▶ **PROBLEM DETAILS**
Look through the records below, and copy out every line that holds the string "distant".

(Natural-language object grounding data)

-- Opening Marker --

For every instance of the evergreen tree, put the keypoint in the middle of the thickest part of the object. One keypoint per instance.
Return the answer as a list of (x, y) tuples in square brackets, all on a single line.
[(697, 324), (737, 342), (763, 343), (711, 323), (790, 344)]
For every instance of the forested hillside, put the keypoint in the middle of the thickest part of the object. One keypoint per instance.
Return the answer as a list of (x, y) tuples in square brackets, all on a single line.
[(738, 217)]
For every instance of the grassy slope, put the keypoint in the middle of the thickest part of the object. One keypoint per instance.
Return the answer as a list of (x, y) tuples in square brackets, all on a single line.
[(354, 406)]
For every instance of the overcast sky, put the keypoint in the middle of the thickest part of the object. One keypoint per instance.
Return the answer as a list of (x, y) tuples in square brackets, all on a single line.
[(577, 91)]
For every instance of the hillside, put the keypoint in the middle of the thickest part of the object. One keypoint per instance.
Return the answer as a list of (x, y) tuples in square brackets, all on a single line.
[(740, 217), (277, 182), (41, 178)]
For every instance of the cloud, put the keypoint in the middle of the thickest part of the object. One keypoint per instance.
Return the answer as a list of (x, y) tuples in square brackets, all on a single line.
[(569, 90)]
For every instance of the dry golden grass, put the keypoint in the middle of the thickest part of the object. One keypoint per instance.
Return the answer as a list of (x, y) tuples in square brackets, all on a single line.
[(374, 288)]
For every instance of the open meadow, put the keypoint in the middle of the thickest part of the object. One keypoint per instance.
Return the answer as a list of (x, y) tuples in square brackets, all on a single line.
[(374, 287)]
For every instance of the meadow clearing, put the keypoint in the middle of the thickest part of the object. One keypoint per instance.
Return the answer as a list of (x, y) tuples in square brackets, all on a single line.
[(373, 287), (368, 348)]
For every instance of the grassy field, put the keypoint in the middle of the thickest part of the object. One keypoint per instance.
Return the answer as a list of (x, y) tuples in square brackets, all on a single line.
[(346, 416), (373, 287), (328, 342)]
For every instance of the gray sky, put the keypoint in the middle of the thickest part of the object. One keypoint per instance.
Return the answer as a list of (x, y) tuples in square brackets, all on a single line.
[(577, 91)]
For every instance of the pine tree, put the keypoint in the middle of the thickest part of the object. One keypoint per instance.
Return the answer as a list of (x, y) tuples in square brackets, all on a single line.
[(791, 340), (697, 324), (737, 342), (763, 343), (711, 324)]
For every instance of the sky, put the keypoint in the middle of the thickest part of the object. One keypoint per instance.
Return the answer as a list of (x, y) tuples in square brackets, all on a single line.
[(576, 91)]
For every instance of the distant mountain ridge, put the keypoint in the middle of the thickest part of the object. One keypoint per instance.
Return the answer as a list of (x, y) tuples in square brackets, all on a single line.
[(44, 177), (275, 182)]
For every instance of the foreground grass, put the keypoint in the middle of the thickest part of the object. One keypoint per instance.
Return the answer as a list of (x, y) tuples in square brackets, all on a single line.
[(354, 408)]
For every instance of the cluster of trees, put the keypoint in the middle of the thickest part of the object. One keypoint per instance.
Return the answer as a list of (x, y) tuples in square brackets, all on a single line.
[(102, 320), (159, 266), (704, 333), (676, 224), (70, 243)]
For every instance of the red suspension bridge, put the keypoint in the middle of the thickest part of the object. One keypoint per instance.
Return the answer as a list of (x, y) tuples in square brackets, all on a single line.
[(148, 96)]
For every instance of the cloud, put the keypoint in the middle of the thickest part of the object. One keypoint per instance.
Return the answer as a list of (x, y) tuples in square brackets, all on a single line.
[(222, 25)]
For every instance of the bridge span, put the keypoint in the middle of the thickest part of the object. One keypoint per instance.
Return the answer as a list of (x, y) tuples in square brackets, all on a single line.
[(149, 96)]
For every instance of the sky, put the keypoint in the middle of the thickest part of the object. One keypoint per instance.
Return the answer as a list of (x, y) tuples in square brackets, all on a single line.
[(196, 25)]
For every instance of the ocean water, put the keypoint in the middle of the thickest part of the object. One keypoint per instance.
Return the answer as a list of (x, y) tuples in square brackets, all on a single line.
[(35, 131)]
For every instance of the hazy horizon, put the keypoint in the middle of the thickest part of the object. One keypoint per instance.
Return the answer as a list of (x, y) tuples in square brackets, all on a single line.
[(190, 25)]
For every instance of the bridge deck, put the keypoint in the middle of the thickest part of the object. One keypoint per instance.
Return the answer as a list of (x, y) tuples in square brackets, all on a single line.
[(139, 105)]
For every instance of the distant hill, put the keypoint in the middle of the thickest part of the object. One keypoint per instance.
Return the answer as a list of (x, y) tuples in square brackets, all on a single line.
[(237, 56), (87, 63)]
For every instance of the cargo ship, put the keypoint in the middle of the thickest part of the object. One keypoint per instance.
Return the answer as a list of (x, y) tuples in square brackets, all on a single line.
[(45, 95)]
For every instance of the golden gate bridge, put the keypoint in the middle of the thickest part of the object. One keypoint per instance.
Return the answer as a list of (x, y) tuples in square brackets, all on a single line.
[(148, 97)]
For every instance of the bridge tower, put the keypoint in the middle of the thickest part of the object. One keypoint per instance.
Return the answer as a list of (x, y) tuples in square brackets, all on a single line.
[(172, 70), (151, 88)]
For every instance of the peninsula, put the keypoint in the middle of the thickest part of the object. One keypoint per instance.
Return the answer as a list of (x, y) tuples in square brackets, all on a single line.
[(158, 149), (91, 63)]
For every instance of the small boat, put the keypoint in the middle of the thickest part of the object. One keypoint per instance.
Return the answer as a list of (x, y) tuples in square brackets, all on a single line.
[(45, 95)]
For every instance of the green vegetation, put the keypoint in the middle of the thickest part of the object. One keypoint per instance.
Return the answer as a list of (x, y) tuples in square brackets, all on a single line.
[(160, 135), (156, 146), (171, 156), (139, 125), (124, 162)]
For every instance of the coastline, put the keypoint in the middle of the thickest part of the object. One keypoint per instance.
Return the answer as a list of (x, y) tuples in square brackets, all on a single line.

-- Closing Marker --

▶ **FINISHED TASK**
For every instance of the distant mountain ridge, put the keypoint in the middle of the thickest part of the object. One keypoint per instance.
For every instance of the distant hill, put the keypoint in the middle of the thickest part of the object. One keypoint per instance.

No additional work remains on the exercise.